§ Text segment:

# Garage door voltage and button



## Selectiveeye (Feb 1, 2017)

I have a garage door opener circa 1960s. It works fine, but need to change one of the operating buttons. I tried a standard doorbell momentary switch button rated for 16v. It's lighted button burned extremely bright and I knew within days it would burn out. Took 2 days to go out. The button still works, but my fear it that there is a lot more voltage running through it. It even sparks a bit when pressed. So I am thinking because of the age of the opener it probably has a higher voltage running to the buttons. I tried to test the voltage, but couldn't get a decent contact before the opener would engage and open. The only specs I could get off the unit was that input v is 110. Recommendations for a safe button ? Should I not worry?


----------



## Oso954 (Jun 23, 2012)

Why a doorbell switch ?

The garage door opener companies make universal opener switches.
Both of the big boxes have them in stock next to the openers. You can also find them at larger hardware stores.


----------



## Selectiveeye (Feb 1, 2017)

The electrical rep at the home center said the doorbell and garage button are the same. All available were rated 16v max. The universal remote button kits you speak of, are not going to handle the higher voltage associated with the older model opener, unless it is powered. I hooked one up several years ago and it burned out within seconds. I had to buy one that also plugs into an outlet. It works fine. But this will not resolved my button need, in an unpowered area.


----------



## Oso954 (Jun 23, 2012)

You are saying its higher voltage, what is it ?
Use a volt meter and take a reading.


----------



## bob22 (May 28, 2008)

Best be careful. Might be line voltage you are switching with your doorbell button! Measure the voltage as others have suggested so you know what voltage rating your new switch needs.


----------



## FrodoOne (Mar 4, 2016)

Selectiveeye said:


> I have a garage door opener circa 1960s. It works fine, but need to change one of the operating buttons. I tried a standard doorbell momentary switch button rated for 16v. It's lighted button burned extremely bright and I knew within days it would burn out. Took 2 days to go out. The button still works, but my fear it that there is a lot more voltage running through it. It even sparks a bit when pressed. So I am thinking because of the age of the opener it probably has a higher voltage running to the buttons. I tried to test the voltage, but couldn't get a decent contact before the opener would engage and open. The only specs I could get off the unit was that input v is 110. Recommendations for a safe button ? Should I not worry?

§ Point labeling dataset excerpts:

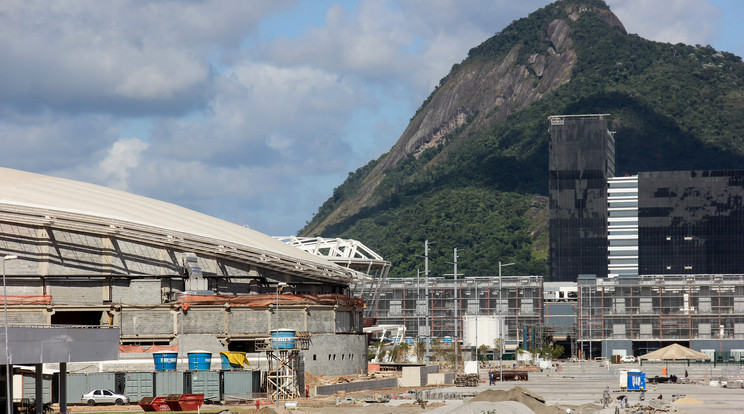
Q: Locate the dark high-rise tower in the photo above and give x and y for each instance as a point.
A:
(582, 158)
(691, 222)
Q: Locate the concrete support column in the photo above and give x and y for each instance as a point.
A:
(8, 403)
(39, 388)
(63, 387)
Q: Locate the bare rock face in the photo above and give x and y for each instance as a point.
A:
(479, 92)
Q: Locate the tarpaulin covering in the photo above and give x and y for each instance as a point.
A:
(152, 348)
(675, 352)
(236, 358)
(29, 300)
(263, 300)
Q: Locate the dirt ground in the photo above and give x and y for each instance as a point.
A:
(577, 386)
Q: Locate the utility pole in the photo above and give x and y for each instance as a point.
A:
(418, 308)
(457, 342)
(426, 288)
(501, 327)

§ Things to do:
1/ In the garage door voltage thread, why does Selectiveeye suspect the old opener sends a higher voltage to its buttons? Answer in one to three sentences.
2/ Write out everything in the garage door voltage thread from "Why a doorbell" down to "an unpowered area.".
The records have no connection to the garage door voltage thread.

§ Solutions by task:
1/ A lighted doorbell button rated for 16v burned extremely bright, went out after two days, and sparks a bit when pressed. Because the opener dates from around the 1960s, Selectiveeye thinks it probably runs a higher voltage to the buttons.

2/
Why a doorbell switch ?

The garage door opener companies make universal opener switches.
Both of the big boxes have them in stock next to the openers. You can also find them at larger hardware stores.


----------



## Selectiveeye (Feb 1, 2017)

The electrical rep at the home center said the doorbell and garage button are the same. All available were rated 16v max. The universal remote button kits you speak of, are not going to handle the higher voltage associated with the older model opener, unless it is powered. I hooked one up several years ago and it burned out within seconds. I had to buy one that also plugs into an outlet. It works fine. But this will not resolved my button need, in an unpowered area.